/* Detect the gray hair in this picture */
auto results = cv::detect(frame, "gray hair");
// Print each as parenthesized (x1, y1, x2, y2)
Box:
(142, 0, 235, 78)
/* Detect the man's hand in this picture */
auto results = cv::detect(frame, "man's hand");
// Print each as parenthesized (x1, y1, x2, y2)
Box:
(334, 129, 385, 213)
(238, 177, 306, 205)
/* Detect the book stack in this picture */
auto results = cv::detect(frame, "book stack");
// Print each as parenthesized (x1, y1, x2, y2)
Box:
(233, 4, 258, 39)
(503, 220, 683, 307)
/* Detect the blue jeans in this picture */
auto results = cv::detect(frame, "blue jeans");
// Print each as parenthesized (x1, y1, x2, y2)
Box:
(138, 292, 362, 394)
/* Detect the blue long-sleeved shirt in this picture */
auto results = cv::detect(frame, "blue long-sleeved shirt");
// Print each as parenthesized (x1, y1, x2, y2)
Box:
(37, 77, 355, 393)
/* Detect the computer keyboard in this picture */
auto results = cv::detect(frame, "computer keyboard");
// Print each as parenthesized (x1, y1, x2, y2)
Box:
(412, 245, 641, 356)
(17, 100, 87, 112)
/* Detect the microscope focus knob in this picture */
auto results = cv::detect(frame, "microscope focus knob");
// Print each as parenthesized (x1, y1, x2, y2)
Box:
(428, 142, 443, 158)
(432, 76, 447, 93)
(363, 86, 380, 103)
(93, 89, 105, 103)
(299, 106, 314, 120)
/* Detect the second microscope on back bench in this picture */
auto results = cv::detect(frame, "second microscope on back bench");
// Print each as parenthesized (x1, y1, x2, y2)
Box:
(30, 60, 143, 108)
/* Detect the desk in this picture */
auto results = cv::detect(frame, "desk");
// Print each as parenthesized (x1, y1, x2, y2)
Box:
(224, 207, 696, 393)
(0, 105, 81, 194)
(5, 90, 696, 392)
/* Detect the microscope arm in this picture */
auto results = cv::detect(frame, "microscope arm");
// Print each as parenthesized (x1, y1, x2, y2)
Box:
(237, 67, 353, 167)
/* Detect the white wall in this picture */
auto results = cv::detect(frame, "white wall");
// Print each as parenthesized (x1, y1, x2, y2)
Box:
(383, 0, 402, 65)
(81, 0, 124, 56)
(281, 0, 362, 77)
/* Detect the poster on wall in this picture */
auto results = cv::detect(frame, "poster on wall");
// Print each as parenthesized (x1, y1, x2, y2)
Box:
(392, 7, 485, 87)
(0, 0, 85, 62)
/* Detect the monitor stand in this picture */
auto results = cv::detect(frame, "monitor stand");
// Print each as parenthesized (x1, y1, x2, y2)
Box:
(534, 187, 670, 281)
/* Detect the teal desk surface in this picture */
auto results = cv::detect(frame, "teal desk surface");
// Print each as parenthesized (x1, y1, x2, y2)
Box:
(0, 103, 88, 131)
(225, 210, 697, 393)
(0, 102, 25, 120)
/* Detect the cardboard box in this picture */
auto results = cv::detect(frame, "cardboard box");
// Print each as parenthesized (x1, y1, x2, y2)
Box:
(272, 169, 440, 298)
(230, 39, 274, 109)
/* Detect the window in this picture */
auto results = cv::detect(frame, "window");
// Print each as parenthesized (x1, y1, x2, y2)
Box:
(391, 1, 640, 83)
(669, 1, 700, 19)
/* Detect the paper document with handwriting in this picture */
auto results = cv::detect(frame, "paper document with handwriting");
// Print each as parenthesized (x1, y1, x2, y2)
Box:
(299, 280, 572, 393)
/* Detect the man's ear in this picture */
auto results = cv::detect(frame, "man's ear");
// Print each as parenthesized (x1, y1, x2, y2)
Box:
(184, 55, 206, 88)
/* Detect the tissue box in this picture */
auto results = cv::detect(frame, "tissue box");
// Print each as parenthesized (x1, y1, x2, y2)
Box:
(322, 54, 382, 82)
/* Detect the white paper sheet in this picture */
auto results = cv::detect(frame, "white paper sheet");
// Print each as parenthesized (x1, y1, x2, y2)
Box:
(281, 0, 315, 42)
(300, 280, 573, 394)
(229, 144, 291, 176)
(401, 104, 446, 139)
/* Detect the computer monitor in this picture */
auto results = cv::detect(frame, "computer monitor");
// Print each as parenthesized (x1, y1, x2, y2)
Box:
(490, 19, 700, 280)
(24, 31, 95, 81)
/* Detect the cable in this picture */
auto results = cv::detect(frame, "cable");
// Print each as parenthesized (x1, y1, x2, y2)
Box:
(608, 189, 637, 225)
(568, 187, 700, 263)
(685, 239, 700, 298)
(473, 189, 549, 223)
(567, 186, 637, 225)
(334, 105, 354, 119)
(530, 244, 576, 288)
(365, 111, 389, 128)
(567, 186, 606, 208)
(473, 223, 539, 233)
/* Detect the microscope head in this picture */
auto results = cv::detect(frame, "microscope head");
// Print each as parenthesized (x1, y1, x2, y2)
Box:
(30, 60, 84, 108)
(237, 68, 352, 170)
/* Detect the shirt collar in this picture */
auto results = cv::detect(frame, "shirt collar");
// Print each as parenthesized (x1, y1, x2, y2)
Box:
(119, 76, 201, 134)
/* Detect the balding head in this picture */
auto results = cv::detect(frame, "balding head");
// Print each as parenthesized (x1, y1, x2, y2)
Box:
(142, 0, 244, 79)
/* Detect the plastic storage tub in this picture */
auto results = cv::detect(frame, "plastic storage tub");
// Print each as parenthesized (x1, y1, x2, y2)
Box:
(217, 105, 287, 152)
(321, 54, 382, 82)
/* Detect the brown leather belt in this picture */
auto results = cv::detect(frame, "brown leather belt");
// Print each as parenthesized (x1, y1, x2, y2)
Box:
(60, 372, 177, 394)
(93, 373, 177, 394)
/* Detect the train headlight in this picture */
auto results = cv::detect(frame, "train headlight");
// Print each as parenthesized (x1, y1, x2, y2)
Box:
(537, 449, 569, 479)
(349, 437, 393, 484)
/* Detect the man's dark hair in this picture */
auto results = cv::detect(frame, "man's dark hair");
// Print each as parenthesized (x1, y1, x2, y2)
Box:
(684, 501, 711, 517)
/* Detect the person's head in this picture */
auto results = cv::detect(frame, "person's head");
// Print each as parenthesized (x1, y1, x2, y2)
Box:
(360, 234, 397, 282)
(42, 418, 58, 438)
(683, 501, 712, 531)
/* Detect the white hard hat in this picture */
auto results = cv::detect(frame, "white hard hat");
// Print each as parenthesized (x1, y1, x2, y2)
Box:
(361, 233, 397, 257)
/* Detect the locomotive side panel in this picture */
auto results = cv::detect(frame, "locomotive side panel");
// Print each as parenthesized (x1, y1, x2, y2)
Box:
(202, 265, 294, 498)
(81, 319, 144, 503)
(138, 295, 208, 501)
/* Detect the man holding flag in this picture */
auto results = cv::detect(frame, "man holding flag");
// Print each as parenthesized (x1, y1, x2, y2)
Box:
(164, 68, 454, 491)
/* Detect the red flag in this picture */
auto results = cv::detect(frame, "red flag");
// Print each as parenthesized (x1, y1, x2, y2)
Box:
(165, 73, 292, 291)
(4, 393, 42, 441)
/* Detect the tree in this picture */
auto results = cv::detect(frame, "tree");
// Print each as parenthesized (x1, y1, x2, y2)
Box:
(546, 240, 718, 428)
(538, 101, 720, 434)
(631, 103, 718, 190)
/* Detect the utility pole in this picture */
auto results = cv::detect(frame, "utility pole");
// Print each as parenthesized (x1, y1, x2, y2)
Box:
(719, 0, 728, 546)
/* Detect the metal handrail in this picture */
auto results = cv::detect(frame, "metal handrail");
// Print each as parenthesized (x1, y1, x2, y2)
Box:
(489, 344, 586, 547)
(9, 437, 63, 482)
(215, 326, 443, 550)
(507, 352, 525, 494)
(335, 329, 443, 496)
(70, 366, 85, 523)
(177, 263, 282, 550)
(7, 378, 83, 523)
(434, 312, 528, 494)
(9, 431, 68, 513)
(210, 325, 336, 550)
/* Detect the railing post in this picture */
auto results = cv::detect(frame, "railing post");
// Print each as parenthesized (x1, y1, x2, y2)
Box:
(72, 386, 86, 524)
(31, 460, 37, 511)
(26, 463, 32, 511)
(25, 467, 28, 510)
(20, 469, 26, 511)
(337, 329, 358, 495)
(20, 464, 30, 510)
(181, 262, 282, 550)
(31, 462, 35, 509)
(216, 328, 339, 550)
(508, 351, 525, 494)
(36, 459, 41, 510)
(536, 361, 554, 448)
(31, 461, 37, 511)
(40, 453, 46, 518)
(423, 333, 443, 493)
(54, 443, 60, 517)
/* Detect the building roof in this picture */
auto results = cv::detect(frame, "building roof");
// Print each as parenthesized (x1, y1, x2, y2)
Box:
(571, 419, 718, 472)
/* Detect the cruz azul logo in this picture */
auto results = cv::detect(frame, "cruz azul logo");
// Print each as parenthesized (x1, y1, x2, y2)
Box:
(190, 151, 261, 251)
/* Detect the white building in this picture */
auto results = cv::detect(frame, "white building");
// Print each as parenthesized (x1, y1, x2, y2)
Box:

WHAT YOU HAVE TO DO =>
Find the lines above that contain the word "knob" and copy each one.

TASK RESPONSE =>
/* Detect the microscope focus knob in this picture */
auto results = cv::detect(frame, "microscope focus knob");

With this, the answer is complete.